───── Text passage

Foreword

by Allida M. Black, Director and Editor, the Eleanor Roosevelt Papers Project; and Mary Jo Blinker, Associate Editor, the Eleanor Roosevelt Papers Project

Early in 1946, with the horrors of two world wars uppermost in their minds, a group of dedicated men and women, representing 18 nations, gathered under the auspices of the United Nations Commission on Human Rights to craft a vision so powerful that it could combat the nightmare of fifty million deaths inflicted on the world. Their chairman was Eleanor Roosevelt (ER), former First Lady, social justice activist, nationally syndicated journalist, and one of the twentieth century’s most renowned human rights leaders. As they set to work, none of the drafters, ER included, imagined that the document they would produce would become the centerpiece of the modern human rights movement and affect the lives of millions of people around the world. However, they knew from the outset that they had no alternative. If they failed to create a shared vision, or if they failed to secure international support for the document they produced, the world might quickly be on the path to World War III. “You can measure the extent of physical damage done to cities, you can restore water supplies, gas and electricity, and you can rebuild the buildings needed to establish a military government,” Eleanor argued. But the real challenge was “how to gauge what has happened to human beings—that is incalculable.”

This educational resource tells the story of the growth and development of both the Universal Declaration of Human Rights (UDHR) and Eleanor Roosevelt. ER’s determination to conceal her influence, others’ determination to overstate their influence, and historians’ narrow focus kept many details of both stories obscure. This educational resource provides students with a fuller picture of the UDHR and of the woman who played such a pivotal role in its creation.

Eleanor Roosevelt, who as a young child survived the enduring sadness of both her parents’ deaths, the loss of a younger brother, and the absence of the courage and confidence that love provides, knew how fear could cripple one’s soul. In fact, her greatest fear was that she would succumb to fear when called upon to combat an egregious crisis. As a ten-year-old orphan shipped off to live with a stern, strict grandmother, ER recognized that she had to find strength she did not know she had in order to make her own way in the world. With the support of a remarkable teacher, a devoted aunt, and her own immense reservoir of courage, ER grew from a fearful child to a bold social activist to a precedent-shattering First Lady to political pundit to diplomat to the world’s most prominent voice for human rights. Her journey was neither easy nor safe. Her actions generated as much fierce ridicule as they did praise and respect. Yet she persevered, determined to develop effective working relationships with the various constituencies essential to making the UDHR “real.” “Staying aloof,” she wrote,” is not a solution. It is a cowardly evasion.”

──────────

# What the task asks:
Repeat the passage of the foreword starting with "This educational resource tells" and going on through "in its creation.", but switch "students" to "readers".

───── Record excerpts

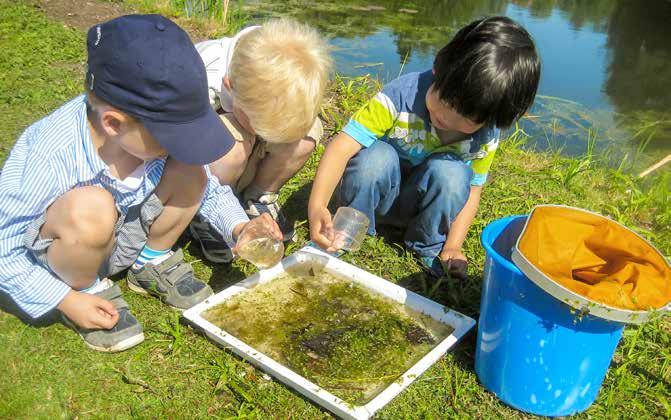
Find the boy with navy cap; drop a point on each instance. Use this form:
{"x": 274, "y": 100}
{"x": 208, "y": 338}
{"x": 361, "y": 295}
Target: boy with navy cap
{"x": 110, "y": 180}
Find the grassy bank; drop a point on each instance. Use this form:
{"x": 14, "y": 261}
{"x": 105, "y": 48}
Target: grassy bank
{"x": 176, "y": 372}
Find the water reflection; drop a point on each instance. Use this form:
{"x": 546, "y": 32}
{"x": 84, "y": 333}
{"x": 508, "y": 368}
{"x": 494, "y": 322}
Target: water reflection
{"x": 607, "y": 63}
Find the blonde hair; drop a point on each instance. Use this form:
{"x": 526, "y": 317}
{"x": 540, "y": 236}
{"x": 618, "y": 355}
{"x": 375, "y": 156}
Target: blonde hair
{"x": 278, "y": 76}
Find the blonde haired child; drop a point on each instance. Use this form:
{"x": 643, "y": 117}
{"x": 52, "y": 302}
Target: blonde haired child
{"x": 268, "y": 83}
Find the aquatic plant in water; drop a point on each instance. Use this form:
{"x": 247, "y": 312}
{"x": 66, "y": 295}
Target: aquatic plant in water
{"x": 332, "y": 331}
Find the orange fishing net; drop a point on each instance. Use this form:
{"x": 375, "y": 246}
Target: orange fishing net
{"x": 596, "y": 258}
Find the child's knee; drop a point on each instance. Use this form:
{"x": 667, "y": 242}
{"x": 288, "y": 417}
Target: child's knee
{"x": 453, "y": 178}
{"x": 85, "y": 215}
{"x": 230, "y": 167}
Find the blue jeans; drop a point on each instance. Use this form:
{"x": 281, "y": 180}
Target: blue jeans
{"x": 424, "y": 199}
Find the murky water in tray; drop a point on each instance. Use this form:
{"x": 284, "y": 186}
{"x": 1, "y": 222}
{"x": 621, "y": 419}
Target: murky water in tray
{"x": 330, "y": 330}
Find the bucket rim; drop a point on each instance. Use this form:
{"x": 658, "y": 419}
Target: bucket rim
{"x": 487, "y": 239}
{"x": 582, "y": 304}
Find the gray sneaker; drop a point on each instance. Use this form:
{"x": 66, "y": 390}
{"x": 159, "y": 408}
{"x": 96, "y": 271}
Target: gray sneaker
{"x": 125, "y": 334}
{"x": 172, "y": 281}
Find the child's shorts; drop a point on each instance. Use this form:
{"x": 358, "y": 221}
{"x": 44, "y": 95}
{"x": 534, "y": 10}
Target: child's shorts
{"x": 131, "y": 232}
{"x": 261, "y": 147}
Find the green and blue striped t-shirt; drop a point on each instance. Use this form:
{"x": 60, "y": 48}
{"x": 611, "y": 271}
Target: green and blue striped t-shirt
{"x": 398, "y": 115}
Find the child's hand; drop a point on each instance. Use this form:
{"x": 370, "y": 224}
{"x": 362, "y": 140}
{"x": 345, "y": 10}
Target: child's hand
{"x": 260, "y": 226}
{"x": 89, "y": 311}
{"x": 321, "y": 229}
{"x": 454, "y": 263}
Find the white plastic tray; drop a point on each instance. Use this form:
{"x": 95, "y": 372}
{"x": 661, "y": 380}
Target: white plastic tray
{"x": 460, "y": 323}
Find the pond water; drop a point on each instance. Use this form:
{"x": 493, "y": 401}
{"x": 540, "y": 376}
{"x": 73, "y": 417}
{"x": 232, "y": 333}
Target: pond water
{"x": 606, "y": 72}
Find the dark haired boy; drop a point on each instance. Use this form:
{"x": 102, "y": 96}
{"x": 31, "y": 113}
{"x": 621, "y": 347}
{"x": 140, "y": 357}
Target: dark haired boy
{"x": 416, "y": 156}
{"x": 110, "y": 180}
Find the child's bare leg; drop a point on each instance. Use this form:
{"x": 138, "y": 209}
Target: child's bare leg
{"x": 231, "y": 166}
{"x": 281, "y": 163}
{"x": 81, "y": 223}
{"x": 181, "y": 190}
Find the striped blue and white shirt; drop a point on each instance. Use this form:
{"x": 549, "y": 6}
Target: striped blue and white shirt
{"x": 53, "y": 156}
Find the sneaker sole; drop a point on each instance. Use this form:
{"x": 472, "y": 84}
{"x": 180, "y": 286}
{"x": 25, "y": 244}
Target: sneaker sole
{"x": 203, "y": 249}
{"x": 118, "y": 347}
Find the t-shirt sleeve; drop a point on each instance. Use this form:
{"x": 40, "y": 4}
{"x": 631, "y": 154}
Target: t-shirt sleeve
{"x": 221, "y": 208}
{"x": 28, "y": 185}
{"x": 482, "y": 164}
{"x": 373, "y": 120}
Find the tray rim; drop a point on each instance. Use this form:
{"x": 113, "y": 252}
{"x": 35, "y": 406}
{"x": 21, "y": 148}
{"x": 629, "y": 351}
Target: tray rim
{"x": 459, "y": 322}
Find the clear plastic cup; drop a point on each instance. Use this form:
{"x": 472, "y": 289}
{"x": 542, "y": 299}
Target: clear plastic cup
{"x": 259, "y": 247}
{"x": 349, "y": 229}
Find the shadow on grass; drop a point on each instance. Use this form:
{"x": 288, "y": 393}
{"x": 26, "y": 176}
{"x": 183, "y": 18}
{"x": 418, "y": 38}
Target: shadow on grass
{"x": 223, "y": 275}
{"x": 7, "y": 305}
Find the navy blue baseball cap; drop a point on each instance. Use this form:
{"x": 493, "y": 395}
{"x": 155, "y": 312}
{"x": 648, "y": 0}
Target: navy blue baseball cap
{"x": 146, "y": 66}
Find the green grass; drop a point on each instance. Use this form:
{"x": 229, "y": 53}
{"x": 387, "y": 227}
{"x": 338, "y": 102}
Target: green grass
{"x": 177, "y": 373}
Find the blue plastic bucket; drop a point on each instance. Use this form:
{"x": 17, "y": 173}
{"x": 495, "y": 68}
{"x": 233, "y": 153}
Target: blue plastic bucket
{"x": 533, "y": 350}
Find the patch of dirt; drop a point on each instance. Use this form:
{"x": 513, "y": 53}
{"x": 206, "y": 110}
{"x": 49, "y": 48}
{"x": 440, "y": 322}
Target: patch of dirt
{"x": 82, "y": 14}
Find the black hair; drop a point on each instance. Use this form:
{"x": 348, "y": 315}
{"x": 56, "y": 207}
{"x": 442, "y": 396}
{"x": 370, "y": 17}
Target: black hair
{"x": 489, "y": 71}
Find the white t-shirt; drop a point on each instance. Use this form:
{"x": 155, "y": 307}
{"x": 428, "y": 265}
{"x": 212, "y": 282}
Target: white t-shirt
{"x": 217, "y": 55}
{"x": 133, "y": 181}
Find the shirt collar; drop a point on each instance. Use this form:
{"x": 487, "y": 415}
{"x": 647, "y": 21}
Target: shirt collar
{"x": 95, "y": 162}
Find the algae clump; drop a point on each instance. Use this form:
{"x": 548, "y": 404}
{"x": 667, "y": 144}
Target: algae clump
{"x": 330, "y": 330}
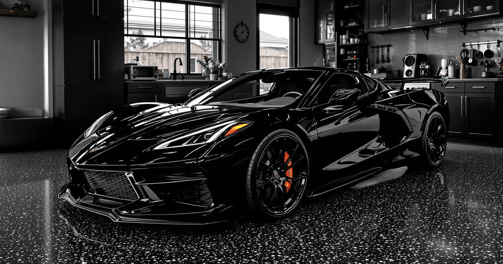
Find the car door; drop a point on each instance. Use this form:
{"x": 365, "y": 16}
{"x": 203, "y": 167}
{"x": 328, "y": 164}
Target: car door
{"x": 344, "y": 126}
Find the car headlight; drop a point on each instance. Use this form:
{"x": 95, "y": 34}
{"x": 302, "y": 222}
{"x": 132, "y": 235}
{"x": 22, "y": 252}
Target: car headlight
{"x": 205, "y": 135}
{"x": 97, "y": 124}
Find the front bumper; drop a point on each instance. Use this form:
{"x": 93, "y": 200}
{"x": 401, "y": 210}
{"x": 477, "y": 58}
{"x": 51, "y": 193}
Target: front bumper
{"x": 152, "y": 198}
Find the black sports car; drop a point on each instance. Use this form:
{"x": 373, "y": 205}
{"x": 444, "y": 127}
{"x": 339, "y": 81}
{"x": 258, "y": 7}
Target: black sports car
{"x": 263, "y": 140}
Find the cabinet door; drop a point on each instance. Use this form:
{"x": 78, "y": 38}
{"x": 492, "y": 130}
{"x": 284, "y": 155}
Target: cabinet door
{"x": 398, "y": 14}
{"x": 456, "y": 109}
{"x": 110, "y": 52}
{"x": 79, "y": 50}
{"x": 481, "y": 7}
{"x": 480, "y": 118}
{"x": 110, "y": 9}
{"x": 447, "y": 10}
{"x": 79, "y": 7}
{"x": 421, "y": 11}
{"x": 376, "y": 15}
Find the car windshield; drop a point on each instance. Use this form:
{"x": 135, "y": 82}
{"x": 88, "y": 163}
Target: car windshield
{"x": 272, "y": 88}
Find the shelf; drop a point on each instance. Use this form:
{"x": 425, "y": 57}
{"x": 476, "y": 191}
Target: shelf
{"x": 18, "y": 13}
{"x": 352, "y": 7}
{"x": 353, "y": 26}
{"x": 352, "y": 44}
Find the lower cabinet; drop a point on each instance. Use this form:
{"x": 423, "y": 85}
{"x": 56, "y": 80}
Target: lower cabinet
{"x": 474, "y": 109}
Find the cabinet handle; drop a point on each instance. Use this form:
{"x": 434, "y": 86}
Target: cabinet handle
{"x": 383, "y": 22}
{"x": 94, "y": 58}
{"x": 462, "y": 108}
{"x": 466, "y": 106}
{"x": 99, "y": 60}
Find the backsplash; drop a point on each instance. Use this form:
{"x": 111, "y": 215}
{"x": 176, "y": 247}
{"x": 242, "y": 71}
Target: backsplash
{"x": 444, "y": 42}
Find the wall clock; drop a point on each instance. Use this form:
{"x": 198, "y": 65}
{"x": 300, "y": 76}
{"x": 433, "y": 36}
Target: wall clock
{"x": 242, "y": 33}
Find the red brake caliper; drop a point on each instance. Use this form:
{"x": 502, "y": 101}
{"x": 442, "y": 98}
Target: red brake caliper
{"x": 289, "y": 173}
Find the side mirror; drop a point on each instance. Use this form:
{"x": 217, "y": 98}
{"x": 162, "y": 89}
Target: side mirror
{"x": 194, "y": 92}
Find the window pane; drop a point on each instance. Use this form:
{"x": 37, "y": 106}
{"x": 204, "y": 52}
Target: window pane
{"x": 172, "y": 22}
{"x": 204, "y": 22}
{"x": 141, "y": 17}
{"x": 160, "y": 52}
{"x": 201, "y": 48}
{"x": 274, "y": 41}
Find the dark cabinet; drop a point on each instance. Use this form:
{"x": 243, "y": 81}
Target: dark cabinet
{"x": 473, "y": 109}
{"x": 325, "y": 21}
{"x": 376, "y": 15}
{"x": 101, "y": 8}
{"x": 387, "y": 14}
{"x": 88, "y": 63}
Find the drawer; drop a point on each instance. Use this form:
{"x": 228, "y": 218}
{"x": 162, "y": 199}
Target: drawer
{"x": 482, "y": 87}
{"x": 143, "y": 87}
{"x": 451, "y": 87}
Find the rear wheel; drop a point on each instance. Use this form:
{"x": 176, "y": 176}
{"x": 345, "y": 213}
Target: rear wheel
{"x": 277, "y": 175}
{"x": 434, "y": 140}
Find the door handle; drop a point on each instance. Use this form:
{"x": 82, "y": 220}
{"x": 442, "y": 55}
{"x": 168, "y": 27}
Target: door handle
{"x": 99, "y": 60}
{"x": 466, "y": 106}
{"x": 94, "y": 59}
{"x": 462, "y": 108}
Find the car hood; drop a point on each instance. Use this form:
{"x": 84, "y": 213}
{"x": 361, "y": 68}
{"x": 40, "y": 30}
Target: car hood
{"x": 132, "y": 139}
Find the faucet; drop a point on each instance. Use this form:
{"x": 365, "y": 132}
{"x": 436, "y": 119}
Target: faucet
{"x": 174, "y": 67}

──────────

# The solution:
This educational resource tells the story of the growth and development of both the Universal Declaration of Human Rights (UDHR) and Eleanor Roosevelt. ER’s determination to conceal her influence, others’ determination to overstate their influence, and historians’ narrow focus kept many details of both stories obscure. This educational resource provides readers with a fuller picture of the UDHR and of the woman who played such a pivotal role in its creation.